* _REQUIREMENT_: Extract each line below that contains the word "basket".

◆ ◆ ◆ ◆

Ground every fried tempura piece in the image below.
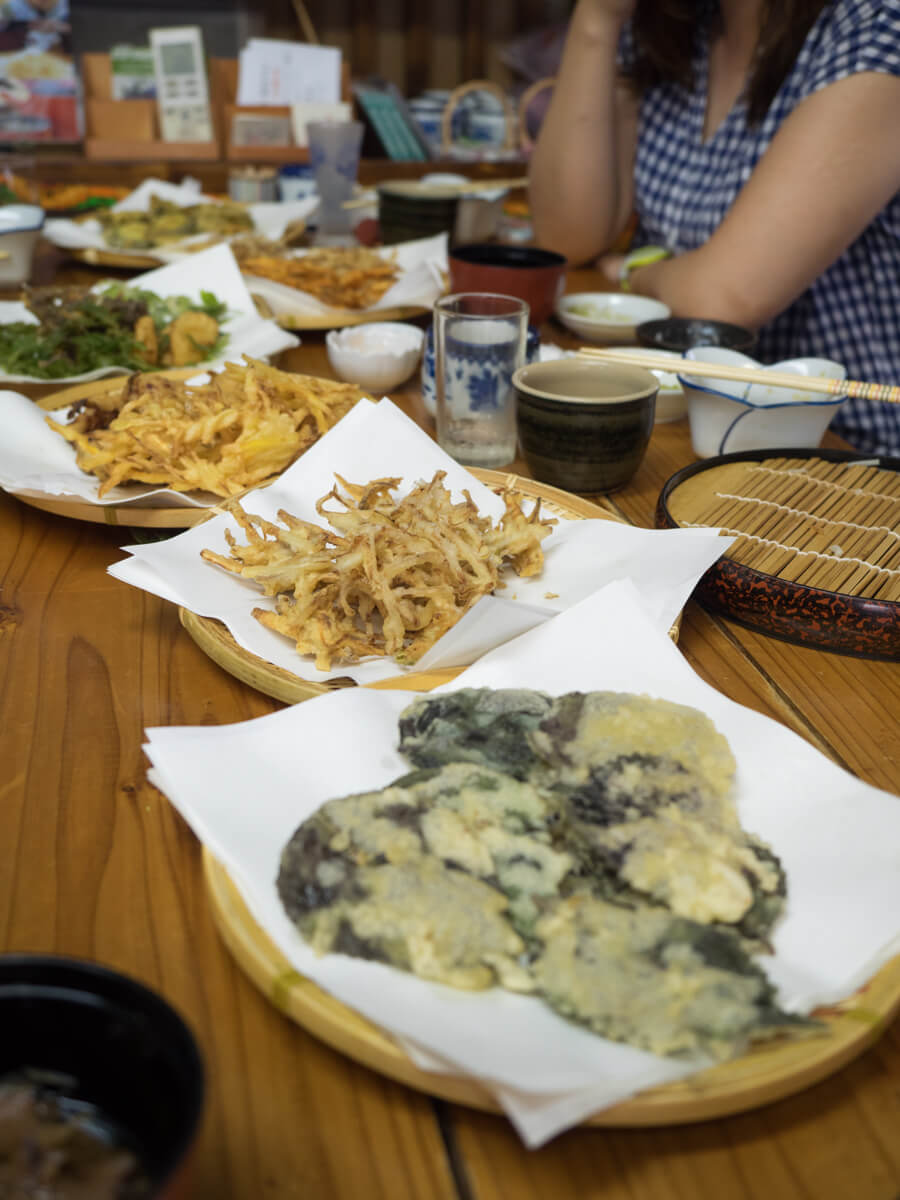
[47,360,365,497]
[202,470,556,671]
[241,246,398,308]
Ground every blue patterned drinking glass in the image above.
[434,292,528,467]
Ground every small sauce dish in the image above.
[325,320,425,392]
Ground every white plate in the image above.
[556,292,672,342]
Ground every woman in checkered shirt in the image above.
[530,0,900,454]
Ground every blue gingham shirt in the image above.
[620,0,900,455]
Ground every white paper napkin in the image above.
[0,245,300,388]
[146,581,900,1146]
[247,233,448,317]
[109,398,731,683]
[43,179,318,263]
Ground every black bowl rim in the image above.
[448,241,569,271]
[635,317,757,353]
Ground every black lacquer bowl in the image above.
[0,954,204,1200]
[655,449,900,662]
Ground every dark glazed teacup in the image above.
[512,359,659,493]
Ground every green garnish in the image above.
[0,283,228,379]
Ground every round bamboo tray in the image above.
[655,449,900,662]
[203,847,900,1127]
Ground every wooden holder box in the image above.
[82,54,221,162]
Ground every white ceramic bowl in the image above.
[556,292,672,342]
[602,346,688,425]
[325,320,425,391]
[679,346,847,458]
[0,204,44,283]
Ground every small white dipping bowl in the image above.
[556,292,672,342]
[679,346,847,458]
[325,320,425,391]
[0,204,44,283]
[610,346,688,425]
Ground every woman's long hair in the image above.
[629,0,832,125]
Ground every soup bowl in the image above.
[512,358,659,493]
[679,346,847,458]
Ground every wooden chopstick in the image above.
[578,346,900,404]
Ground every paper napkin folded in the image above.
[146,581,900,1146]
[109,398,731,683]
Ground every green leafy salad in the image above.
[0,283,228,379]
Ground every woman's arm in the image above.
[529,0,637,264]
[607,72,900,329]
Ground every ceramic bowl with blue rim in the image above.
[678,346,847,458]
[421,325,540,416]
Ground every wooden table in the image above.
[0,255,900,1200]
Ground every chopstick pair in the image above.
[578,346,900,404]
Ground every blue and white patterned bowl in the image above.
[421,325,541,416]
[678,346,847,458]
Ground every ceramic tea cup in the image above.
[512,358,659,494]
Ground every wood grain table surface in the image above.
[0,246,900,1200]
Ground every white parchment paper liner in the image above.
[43,179,318,263]
[246,233,448,319]
[146,581,900,1146]
[109,398,731,683]
[0,245,300,388]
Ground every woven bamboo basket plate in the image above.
[203,847,900,1127]
[656,450,900,661]
[179,468,638,704]
[274,305,431,330]
[24,366,222,529]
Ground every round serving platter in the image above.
[28,366,217,529]
[179,468,633,704]
[655,449,900,661]
[274,305,431,330]
[203,846,900,1127]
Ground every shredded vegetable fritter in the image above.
[202,470,556,671]
[47,359,365,497]
[241,246,398,308]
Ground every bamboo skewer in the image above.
[578,346,900,404]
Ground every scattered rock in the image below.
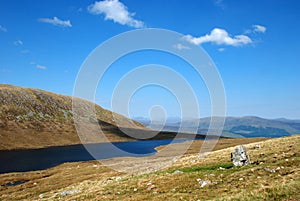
[147,184,155,191]
[60,189,81,196]
[231,145,250,166]
[173,170,183,174]
[264,168,276,173]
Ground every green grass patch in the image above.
[168,163,233,173]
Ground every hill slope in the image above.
[0,85,146,150]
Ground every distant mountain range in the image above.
[134,116,300,137]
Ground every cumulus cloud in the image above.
[35,64,47,70]
[38,17,72,27]
[173,43,190,50]
[184,28,253,46]
[88,0,144,28]
[253,24,267,33]
[0,25,7,32]
[14,40,23,46]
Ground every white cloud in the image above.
[173,43,190,50]
[88,0,144,28]
[184,28,253,46]
[36,64,47,70]
[14,40,23,46]
[38,17,72,27]
[0,25,7,32]
[253,24,267,33]
[20,49,30,54]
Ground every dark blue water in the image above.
[0,139,192,173]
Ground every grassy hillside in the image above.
[0,135,300,201]
[0,85,145,150]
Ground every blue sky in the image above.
[0,0,300,119]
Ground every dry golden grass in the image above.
[0,84,147,150]
[0,135,300,200]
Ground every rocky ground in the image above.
[0,135,300,201]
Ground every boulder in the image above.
[231,145,250,166]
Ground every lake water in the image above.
[0,139,195,173]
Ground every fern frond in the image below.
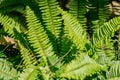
[0,0,20,8]
[0,13,21,36]
[59,8,87,50]
[39,0,62,38]
[92,17,120,46]
[26,6,57,68]
[60,54,105,80]
[39,0,62,54]
[106,61,120,80]
[18,67,39,80]
[69,0,87,29]
[19,43,36,68]
[0,58,18,80]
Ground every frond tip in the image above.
[0,58,17,80]
[61,54,105,80]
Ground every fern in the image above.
[38,0,62,54]
[0,58,18,80]
[59,8,87,50]
[19,43,36,68]
[92,17,120,46]
[61,54,105,80]
[106,61,120,80]
[26,7,60,69]
[18,67,39,80]
[69,0,87,29]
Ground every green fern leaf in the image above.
[26,7,60,68]
[0,58,18,80]
[0,13,21,36]
[106,61,120,80]
[61,54,106,80]
[18,67,38,80]
[59,8,87,50]
[69,0,87,29]
[39,0,62,54]
[92,17,120,46]
[39,0,62,38]
[19,43,36,68]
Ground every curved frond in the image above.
[19,43,36,68]
[59,8,87,50]
[69,0,87,29]
[0,58,18,80]
[39,0,62,54]
[106,61,120,80]
[18,67,39,80]
[60,54,105,80]
[0,13,21,36]
[26,6,60,68]
[92,17,120,46]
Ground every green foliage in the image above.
[0,0,120,80]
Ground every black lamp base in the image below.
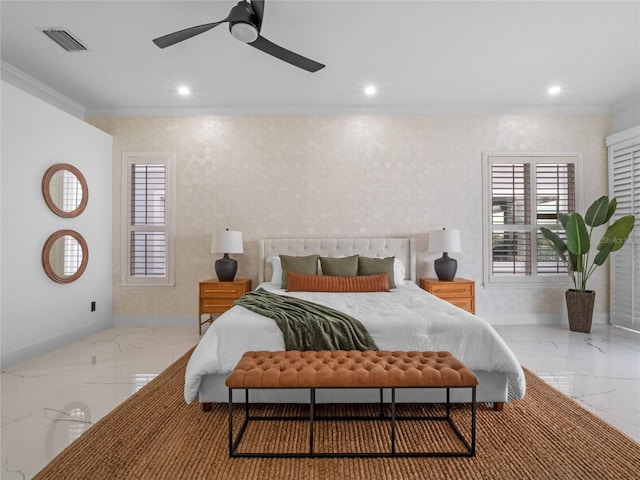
[216,253,238,282]
[433,252,458,282]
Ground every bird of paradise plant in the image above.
[540,195,635,292]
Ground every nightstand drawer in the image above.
[200,298,236,314]
[431,282,473,298]
[420,278,476,313]
[200,282,248,298]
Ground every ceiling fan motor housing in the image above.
[229,1,260,43]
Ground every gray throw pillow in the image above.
[280,255,319,289]
[358,257,396,288]
[320,255,360,277]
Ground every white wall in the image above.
[0,81,112,364]
[612,96,640,133]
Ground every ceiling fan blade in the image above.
[251,0,264,31]
[153,17,229,48]
[249,35,324,73]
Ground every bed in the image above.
[184,238,526,410]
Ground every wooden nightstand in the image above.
[420,278,476,313]
[198,279,251,335]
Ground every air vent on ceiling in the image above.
[42,28,87,52]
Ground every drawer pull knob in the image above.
[204,288,238,293]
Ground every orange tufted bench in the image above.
[225,350,478,457]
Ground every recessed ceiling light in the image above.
[547,85,562,95]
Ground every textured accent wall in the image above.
[87,115,611,325]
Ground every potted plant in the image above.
[540,196,635,333]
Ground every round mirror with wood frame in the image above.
[42,230,89,283]
[42,163,89,218]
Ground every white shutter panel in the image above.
[608,127,640,330]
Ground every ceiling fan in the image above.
[153,0,324,72]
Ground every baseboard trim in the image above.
[477,313,609,325]
[0,318,113,368]
[113,316,198,329]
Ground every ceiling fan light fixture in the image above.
[231,22,258,43]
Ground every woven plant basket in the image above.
[564,290,596,333]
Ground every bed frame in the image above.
[199,237,508,410]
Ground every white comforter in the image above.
[184,283,525,403]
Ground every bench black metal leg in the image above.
[309,388,316,455]
[391,388,396,455]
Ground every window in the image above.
[483,153,582,284]
[122,153,174,285]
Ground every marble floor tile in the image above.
[0,325,640,480]
[0,327,200,480]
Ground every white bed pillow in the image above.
[393,258,407,285]
[267,256,407,286]
[267,257,282,286]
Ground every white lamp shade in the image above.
[429,229,460,252]
[211,230,244,253]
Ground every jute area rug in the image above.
[35,352,640,480]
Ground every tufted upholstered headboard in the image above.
[258,237,416,284]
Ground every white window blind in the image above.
[484,153,580,283]
[123,154,173,285]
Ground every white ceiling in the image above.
[0,0,640,114]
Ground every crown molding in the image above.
[0,60,85,120]
[85,105,611,117]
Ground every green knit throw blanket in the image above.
[234,288,378,351]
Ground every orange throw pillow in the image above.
[287,272,389,293]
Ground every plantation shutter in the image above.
[123,154,173,285]
[607,127,640,330]
[130,163,167,277]
[491,163,531,275]
[485,153,579,283]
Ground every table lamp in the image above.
[211,228,244,282]
[429,228,460,282]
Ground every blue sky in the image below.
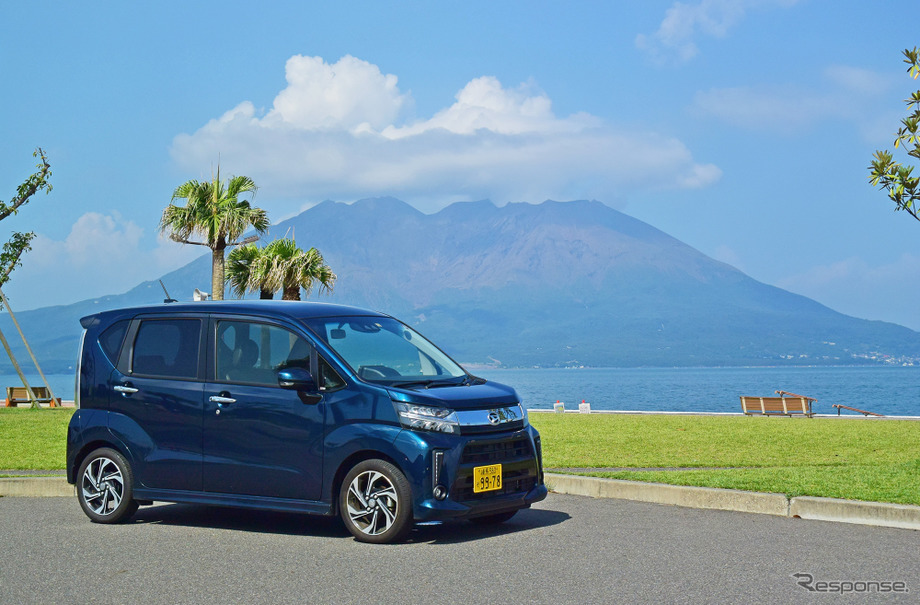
[0,0,920,329]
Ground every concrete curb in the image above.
[0,477,74,498]
[789,496,920,529]
[546,473,920,530]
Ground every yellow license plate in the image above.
[473,464,502,494]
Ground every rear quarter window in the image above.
[99,319,129,365]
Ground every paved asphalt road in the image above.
[0,494,920,605]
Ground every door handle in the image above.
[208,395,236,405]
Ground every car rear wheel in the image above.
[339,460,412,544]
[77,448,137,523]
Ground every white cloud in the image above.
[776,253,920,330]
[172,56,721,210]
[636,0,797,63]
[4,212,206,311]
[692,65,891,140]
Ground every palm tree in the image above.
[258,238,336,300]
[160,167,269,300]
[226,244,275,300]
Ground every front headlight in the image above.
[393,401,460,433]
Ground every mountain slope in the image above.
[0,198,920,366]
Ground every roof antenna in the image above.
[157,279,179,303]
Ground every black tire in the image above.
[339,459,412,544]
[77,447,137,523]
[470,510,517,525]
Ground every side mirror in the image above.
[278,368,318,392]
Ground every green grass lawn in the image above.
[0,408,920,505]
[531,413,920,505]
[0,408,74,470]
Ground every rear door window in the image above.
[215,320,313,386]
[131,319,201,378]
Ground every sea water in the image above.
[474,366,920,416]
[7,366,920,416]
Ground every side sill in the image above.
[134,488,334,516]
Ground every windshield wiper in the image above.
[390,378,466,389]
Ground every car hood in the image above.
[387,381,521,410]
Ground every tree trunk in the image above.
[211,238,226,300]
[281,285,300,300]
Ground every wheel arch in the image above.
[330,449,404,515]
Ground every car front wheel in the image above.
[339,460,412,544]
[77,448,137,523]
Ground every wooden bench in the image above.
[6,387,61,408]
[741,395,815,418]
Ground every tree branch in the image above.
[0,147,51,221]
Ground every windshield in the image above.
[303,317,467,386]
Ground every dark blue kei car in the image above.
[67,301,546,543]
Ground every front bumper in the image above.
[396,426,547,521]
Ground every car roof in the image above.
[80,300,388,327]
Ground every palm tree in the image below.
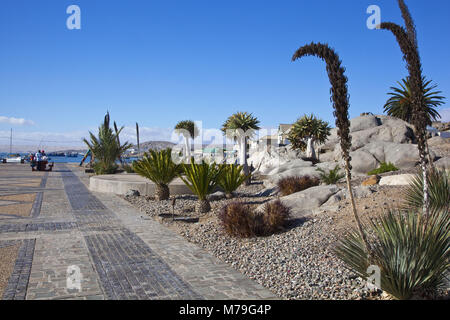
[379,0,430,215]
[83,112,132,174]
[292,43,371,256]
[222,112,260,183]
[288,114,331,159]
[133,148,182,200]
[175,120,198,159]
[384,77,445,125]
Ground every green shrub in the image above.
[219,200,290,238]
[335,209,450,299]
[122,163,135,173]
[316,165,345,184]
[181,158,223,213]
[404,169,450,210]
[219,164,250,198]
[132,148,182,200]
[277,176,320,196]
[367,162,398,176]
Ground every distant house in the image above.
[277,124,293,145]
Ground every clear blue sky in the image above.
[0,0,450,144]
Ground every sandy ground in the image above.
[0,244,20,298]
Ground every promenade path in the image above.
[0,164,277,300]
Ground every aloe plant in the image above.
[404,169,450,214]
[132,148,182,200]
[175,120,198,159]
[83,112,131,174]
[180,158,222,213]
[334,209,450,299]
[219,164,249,199]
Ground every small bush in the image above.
[278,176,320,196]
[335,209,450,299]
[219,200,289,238]
[316,165,345,184]
[367,162,398,176]
[404,169,450,210]
[123,163,134,173]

◆ ◆ ◆ ◆

* _WRITTEN SOLUTION_:
Ground every woven bamboo basket plate in the image above.
Ground every woven plant basket in the image above.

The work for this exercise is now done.